Rewrite the rows from the first one through the row containing "[278,240,307,308]", keeping the requests and scaling every bounding box coordinate in the answers by 0.25. Round each result to a whole number, with halves rounding up.

Region labeling rows:
..............................

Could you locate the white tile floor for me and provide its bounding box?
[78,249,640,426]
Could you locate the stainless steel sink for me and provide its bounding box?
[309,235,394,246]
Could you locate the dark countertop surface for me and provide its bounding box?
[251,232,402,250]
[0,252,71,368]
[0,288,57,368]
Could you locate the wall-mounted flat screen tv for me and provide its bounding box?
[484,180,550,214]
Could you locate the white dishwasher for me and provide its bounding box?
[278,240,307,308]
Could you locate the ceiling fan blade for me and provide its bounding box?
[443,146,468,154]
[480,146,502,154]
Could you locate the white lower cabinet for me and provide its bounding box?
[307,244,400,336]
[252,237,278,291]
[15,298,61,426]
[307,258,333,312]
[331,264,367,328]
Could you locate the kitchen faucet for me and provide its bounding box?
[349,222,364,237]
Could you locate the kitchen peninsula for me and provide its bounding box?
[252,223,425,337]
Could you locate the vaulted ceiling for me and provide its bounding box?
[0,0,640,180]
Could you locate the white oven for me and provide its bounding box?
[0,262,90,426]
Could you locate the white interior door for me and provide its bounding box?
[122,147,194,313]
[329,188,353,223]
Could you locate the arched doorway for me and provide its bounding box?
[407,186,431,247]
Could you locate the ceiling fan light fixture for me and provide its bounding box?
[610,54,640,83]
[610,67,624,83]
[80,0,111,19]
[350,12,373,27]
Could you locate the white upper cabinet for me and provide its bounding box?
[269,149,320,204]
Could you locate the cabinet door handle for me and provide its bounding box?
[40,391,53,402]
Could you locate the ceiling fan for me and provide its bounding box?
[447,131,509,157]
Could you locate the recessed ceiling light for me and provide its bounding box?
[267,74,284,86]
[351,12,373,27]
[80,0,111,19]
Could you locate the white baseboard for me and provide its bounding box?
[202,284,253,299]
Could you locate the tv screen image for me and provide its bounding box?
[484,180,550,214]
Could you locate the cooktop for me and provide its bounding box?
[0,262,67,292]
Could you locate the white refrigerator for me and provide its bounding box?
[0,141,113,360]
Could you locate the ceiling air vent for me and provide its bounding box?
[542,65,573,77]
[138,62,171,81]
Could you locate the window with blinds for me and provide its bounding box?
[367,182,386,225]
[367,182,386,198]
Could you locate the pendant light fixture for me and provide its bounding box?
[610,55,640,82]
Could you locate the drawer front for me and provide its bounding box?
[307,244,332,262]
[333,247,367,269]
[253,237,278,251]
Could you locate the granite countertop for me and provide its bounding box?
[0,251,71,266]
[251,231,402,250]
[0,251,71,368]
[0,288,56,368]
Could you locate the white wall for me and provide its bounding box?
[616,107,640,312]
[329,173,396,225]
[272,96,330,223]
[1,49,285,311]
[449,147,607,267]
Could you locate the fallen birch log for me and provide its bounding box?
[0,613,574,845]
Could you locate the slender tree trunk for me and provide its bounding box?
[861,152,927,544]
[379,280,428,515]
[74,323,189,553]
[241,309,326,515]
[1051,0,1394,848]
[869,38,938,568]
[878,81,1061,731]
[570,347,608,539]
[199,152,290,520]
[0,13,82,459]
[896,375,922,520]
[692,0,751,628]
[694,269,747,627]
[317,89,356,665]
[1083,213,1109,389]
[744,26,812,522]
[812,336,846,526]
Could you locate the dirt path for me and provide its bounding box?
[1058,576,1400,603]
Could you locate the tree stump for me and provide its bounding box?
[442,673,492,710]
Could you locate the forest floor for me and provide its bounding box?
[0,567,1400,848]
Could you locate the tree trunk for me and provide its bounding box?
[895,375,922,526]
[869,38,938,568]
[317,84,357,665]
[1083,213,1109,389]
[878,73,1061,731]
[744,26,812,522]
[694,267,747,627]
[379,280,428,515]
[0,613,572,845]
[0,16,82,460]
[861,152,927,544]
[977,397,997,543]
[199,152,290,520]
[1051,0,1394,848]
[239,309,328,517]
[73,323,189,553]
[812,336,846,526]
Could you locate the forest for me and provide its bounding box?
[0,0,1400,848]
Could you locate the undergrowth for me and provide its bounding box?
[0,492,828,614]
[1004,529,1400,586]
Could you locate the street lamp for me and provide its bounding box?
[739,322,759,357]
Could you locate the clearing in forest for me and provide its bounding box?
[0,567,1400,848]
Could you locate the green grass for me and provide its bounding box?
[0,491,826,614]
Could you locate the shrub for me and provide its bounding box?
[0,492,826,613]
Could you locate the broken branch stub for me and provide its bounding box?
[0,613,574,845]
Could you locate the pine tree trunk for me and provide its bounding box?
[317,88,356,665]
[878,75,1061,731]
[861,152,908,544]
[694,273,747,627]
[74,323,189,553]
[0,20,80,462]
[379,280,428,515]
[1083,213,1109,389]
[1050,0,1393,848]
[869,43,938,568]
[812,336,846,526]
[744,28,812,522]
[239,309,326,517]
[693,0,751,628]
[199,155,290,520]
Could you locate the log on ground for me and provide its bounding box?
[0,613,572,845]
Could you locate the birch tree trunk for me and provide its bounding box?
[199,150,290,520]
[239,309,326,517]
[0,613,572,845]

..............................

- REPLY
Could you locate the white tile floor for me and provide its bounding box?
[20,62,160,107]
Could you locate the stainless steel sink for me and provide its bounding box?
[77,59,99,62]
Could you locate the dark countertop surface for me and provide its bounding box?
[63,58,101,63]
[0,63,18,92]
[0,72,14,92]
Could you locate the wall-mounted flat screen tv for me and provide its bounding box?
[121,45,138,54]
Could you locate the white dishwasher for me and provide its bounding box?
[70,60,77,77]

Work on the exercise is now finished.